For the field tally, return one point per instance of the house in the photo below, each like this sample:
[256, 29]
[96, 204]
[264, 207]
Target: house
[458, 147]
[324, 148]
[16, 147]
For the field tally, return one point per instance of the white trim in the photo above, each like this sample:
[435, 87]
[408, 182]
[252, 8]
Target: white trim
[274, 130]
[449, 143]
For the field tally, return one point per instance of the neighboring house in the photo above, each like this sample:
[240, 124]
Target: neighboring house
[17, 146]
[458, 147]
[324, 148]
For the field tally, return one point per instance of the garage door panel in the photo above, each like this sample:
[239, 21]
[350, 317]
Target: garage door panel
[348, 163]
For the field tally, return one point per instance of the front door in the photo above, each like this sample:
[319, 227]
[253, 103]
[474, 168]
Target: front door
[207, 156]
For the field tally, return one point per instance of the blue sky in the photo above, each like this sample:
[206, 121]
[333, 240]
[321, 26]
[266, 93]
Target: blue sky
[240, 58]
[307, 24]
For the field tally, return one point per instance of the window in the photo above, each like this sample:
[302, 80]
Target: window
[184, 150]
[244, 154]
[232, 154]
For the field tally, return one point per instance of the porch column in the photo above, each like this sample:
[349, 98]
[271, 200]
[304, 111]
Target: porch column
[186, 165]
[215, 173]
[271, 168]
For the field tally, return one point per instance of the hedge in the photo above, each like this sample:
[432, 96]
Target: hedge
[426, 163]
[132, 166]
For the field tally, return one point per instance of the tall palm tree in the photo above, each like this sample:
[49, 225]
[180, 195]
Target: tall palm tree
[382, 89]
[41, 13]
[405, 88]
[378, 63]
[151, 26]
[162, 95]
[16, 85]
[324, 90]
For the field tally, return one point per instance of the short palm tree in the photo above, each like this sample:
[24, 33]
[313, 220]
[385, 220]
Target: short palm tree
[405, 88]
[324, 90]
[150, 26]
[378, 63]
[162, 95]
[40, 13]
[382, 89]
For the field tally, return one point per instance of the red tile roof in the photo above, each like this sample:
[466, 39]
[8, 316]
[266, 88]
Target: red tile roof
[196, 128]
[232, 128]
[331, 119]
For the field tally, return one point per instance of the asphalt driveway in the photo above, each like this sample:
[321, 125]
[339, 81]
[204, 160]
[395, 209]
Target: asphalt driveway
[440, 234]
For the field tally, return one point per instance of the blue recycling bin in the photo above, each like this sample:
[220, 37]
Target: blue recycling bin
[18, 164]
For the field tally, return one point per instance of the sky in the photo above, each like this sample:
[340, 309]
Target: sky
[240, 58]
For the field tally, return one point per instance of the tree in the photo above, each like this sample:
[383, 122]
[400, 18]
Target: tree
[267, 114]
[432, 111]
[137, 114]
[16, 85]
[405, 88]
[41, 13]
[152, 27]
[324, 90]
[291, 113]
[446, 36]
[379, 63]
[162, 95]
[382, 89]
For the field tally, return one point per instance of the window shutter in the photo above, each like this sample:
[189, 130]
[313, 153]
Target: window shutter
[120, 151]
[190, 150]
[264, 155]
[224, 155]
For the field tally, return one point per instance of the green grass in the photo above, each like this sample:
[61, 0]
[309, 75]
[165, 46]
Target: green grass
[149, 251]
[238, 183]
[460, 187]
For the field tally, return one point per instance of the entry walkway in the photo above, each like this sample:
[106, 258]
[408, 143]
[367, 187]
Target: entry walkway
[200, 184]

- - - -

TASK DETAILS:
Switch every "field tally" in the records above to "site survey", and write the records out again with nothing else changed.

EXERCISE ANSWER:
For the site survey, return one point per instance of the house in the photo below, each like this sample:
[256, 29]
[96, 204]
[264, 207]
Target: house
[458, 147]
[324, 148]
[16, 147]
For the site survey, return one point per instance of the white trim in the photo above, each like this sample:
[435, 87]
[408, 182]
[252, 8]
Target: white trim
[274, 130]
[449, 143]
For the site survey, return one point per instance of the neighboring house in the photo above, each like this sample:
[240, 124]
Target: neighboring house
[17, 146]
[458, 147]
[324, 148]
For the site survey, return one point per instance of the garage door panel in the photo above, each like this sample:
[239, 21]
[350, 317]
Target: garage door panel
[348, 163]
For the site survey, return one point per instance of the front door in the photo above, each like this sample:
[319, 227]
[253, 103]
[474, 168]
Target: front door
[207, 156]
For the site survey, return one point per instance of the blue sky in the photo above, each like this sample:
[206, 121]
[333, 240]
[321, 26]
[266, 93]
Target: blue sky
[240, 58]
[307, 24]
For the site survey, return one point per instance of the window in the photo above, each like this sample:
[302, 80]
Target: window
[184, 150]
[244, 154]
[232, 154]
For the site survey, return one point per instance of the porch column in the photo above, each like this sample:
[349, 98]
[271, 200]
[304, 111]
Target: porch column
[186, 165]
[215, 173]
[271, 168]
For the site survey, return one point per instance of the hedge in the photo above, each like this sample:
[432, 96]
Target: hedge
[426, 163]
[132, 166]
For the site survey, return one point per instance of the tall palm tree in the photo above, each like this sample:
[49, 225]
[180, 195]
Target: tall palm tree
[382, 89]
[41, 13]
[405, 88]
[378, 63]
[151, 26]
[162, 95]
[16, 85]
[324, 90]
For the site survey, return one point per instance of the short palm tree in the photo above, each like this sample:
[24, 33]
[313, 220]
[385, 220]
Target: short palm tree
[405, 88]
[324, 90]
[150, 26]
[378, 63]
[162, 95]
[40, 13]
[382, 89]
For the site survey, return one point per instance of the red tile roof in the photo above, each like this sample:
[466, 39]
[8, 316]
[266, 88]
Target: red tile roof
[196, 128]
[232, 128]
[331, 119]
For the site survey, return one point per instance of the asphalt driveway in the photo above, each like this sample:
[321, 125]
[339, 81]
[204, 160]
[395, 209]
Target: asphalt driveway
[440, 234]
For the site survey, return one point per instance of the blue recycling bin in the photo above, each like this sample:
[220, 37]
Target: blue recycling bin
[18, 164]
For the site survey, return one point per instance of the sky in the photo above, each like this sample:
[340, 309]
Target: sky
[240, 58]
For the site survey, return one point per instance of the tree in the photo above, each like this sample:
[383, 122]
[400, 18]
Target: tree
[267, 114]
[432, 111]
[137, 114]
[16, 85]
[405, 88]
[41, 13]
[152, 27]
[324, 90]
[291, 113]
[446, 36]
[379, 63]
[162, 95]
[382, 89]
For the site survey, return one point per instance of the window shutter in the photo above, each like this sample:
[189, 130]
[313, 153]
Target: window shutter
[120, 151]
[190, 150]
[264, 155]
[224, 155]
For the site survey, return one point per instance of the green grass in the photo above, each like this sample:
[61, 0]
[309, 75]
[165, 46]
Target: green grass
[149, 251]
[238, 183]
[460, 187]
For the site survey, return one point per instance of the entry walkway in the photo above, each like this sample:
[106, 258]
[408, 143]
[367, 187]
Target: entry walkway
[200, 184]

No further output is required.